- _Task objective_:
Read the lines below. Copy out any that hold the string "shallow".

Stored data entries
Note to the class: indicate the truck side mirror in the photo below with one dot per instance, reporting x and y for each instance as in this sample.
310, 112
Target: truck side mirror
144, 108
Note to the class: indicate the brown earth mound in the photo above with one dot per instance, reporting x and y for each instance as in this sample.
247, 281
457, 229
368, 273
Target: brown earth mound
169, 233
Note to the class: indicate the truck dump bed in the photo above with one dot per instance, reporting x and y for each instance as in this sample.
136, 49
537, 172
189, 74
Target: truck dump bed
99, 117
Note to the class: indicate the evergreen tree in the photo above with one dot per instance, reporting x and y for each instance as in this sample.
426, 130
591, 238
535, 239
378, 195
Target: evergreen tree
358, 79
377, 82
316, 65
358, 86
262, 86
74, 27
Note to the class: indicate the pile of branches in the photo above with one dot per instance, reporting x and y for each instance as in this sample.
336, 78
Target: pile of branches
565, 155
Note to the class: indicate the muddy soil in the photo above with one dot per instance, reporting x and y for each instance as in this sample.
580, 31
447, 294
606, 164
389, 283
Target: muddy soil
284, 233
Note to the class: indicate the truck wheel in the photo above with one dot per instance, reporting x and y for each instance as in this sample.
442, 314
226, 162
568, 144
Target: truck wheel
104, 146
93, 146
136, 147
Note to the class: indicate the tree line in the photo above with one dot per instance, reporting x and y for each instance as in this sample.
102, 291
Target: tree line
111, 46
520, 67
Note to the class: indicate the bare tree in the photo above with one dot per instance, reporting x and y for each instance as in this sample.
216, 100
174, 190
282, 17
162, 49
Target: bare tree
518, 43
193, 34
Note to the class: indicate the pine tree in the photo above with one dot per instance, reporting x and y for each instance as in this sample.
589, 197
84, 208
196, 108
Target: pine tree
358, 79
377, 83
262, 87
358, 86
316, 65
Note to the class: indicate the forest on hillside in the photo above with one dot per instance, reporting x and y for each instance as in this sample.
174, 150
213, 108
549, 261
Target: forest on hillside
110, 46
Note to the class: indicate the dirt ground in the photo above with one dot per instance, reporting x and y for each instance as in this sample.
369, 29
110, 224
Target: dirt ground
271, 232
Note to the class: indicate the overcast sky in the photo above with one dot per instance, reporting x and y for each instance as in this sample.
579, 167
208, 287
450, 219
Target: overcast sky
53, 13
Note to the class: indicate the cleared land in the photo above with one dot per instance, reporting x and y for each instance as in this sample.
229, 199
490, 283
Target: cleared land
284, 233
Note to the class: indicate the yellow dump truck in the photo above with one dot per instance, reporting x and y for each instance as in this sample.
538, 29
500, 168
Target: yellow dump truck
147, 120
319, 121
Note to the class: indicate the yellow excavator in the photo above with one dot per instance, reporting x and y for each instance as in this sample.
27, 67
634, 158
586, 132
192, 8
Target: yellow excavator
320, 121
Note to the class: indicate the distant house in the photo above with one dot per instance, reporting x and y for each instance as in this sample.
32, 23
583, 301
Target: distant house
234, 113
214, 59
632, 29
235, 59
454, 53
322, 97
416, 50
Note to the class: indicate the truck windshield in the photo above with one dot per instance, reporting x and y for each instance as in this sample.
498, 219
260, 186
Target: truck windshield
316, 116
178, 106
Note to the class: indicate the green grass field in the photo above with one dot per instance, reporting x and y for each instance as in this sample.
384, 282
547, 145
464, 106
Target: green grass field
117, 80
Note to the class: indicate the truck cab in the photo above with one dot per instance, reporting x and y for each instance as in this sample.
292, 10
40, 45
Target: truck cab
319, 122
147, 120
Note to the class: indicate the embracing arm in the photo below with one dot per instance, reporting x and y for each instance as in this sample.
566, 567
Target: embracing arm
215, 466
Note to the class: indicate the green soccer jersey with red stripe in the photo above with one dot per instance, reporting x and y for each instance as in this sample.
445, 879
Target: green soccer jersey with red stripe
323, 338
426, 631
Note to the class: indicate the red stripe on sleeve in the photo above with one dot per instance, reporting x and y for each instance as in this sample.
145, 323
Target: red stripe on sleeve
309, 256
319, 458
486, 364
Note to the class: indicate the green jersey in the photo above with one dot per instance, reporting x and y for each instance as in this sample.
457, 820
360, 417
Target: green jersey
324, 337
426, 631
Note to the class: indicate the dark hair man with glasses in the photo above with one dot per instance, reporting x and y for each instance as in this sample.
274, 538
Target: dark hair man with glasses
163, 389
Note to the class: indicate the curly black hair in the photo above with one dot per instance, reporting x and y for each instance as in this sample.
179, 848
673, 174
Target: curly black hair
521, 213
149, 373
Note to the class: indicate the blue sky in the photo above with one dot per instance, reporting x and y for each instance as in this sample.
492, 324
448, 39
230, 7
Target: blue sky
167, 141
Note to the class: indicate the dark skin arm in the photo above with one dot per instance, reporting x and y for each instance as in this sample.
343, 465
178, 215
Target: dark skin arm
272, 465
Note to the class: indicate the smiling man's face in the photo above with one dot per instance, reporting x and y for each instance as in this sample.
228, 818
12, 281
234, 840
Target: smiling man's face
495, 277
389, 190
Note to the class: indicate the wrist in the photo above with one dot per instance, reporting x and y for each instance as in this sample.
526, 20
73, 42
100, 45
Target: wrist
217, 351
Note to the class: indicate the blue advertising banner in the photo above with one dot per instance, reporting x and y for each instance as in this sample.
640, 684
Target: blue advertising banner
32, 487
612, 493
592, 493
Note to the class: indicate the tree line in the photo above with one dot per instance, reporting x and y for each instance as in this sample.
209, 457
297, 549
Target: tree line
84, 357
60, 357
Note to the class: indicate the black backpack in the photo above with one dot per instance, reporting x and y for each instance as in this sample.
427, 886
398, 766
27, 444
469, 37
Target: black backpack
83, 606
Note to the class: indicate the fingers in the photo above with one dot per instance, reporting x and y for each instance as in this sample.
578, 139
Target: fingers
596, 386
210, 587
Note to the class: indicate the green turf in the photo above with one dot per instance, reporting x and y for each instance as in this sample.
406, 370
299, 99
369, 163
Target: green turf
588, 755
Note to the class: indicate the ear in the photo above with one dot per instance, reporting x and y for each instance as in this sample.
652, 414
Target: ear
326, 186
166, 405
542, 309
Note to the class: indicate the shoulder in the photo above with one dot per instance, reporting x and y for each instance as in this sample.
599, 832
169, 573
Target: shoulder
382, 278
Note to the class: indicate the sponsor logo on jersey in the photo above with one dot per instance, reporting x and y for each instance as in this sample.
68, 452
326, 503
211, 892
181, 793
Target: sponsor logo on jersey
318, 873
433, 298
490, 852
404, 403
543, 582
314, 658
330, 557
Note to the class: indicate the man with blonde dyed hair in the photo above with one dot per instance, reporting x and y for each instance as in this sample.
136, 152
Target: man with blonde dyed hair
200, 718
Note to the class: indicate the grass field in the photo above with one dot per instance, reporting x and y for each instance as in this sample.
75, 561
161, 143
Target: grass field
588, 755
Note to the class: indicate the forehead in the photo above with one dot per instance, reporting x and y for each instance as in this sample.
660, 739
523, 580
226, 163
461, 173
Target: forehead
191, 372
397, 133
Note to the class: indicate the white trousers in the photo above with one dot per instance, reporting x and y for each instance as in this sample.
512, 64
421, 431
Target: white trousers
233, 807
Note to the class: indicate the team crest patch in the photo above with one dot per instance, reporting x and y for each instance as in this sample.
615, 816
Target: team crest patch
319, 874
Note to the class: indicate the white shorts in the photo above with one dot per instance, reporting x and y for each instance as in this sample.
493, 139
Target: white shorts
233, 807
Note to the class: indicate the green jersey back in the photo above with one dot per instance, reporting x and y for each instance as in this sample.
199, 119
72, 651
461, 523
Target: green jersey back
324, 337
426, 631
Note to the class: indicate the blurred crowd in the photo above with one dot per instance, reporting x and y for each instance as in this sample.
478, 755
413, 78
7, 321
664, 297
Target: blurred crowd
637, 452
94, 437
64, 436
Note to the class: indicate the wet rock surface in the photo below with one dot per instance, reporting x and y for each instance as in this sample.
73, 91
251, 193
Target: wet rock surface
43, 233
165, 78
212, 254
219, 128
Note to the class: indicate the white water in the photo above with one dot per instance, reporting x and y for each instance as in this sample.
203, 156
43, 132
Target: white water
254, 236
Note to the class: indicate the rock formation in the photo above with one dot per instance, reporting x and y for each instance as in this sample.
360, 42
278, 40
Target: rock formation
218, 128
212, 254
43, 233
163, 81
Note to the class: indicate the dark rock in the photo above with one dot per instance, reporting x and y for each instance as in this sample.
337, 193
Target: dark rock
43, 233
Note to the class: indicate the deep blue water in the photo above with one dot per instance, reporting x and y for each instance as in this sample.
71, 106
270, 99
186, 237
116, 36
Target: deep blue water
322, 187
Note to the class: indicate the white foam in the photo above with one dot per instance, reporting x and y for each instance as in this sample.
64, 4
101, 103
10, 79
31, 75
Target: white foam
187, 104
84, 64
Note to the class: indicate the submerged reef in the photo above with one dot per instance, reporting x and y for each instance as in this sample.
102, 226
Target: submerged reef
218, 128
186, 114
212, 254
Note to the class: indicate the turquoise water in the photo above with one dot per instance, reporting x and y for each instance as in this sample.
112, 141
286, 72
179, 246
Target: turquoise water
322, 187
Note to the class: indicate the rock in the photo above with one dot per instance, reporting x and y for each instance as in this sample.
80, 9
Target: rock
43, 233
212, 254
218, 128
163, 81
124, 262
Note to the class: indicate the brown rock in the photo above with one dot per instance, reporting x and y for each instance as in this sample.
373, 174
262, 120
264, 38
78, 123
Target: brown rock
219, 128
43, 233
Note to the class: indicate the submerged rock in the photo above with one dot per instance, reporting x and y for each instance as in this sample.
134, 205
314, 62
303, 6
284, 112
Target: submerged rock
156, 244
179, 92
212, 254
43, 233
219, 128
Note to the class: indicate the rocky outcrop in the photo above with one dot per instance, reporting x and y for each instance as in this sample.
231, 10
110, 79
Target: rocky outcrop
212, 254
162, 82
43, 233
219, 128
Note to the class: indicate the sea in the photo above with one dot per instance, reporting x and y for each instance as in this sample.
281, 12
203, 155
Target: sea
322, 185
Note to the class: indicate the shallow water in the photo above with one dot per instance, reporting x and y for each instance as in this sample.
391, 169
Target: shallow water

- _Response below_:
Note to the class: indicate the shallow water in the photo above with one dot per instance, reporting x and y for each instance as in this sample.
Target: shallow water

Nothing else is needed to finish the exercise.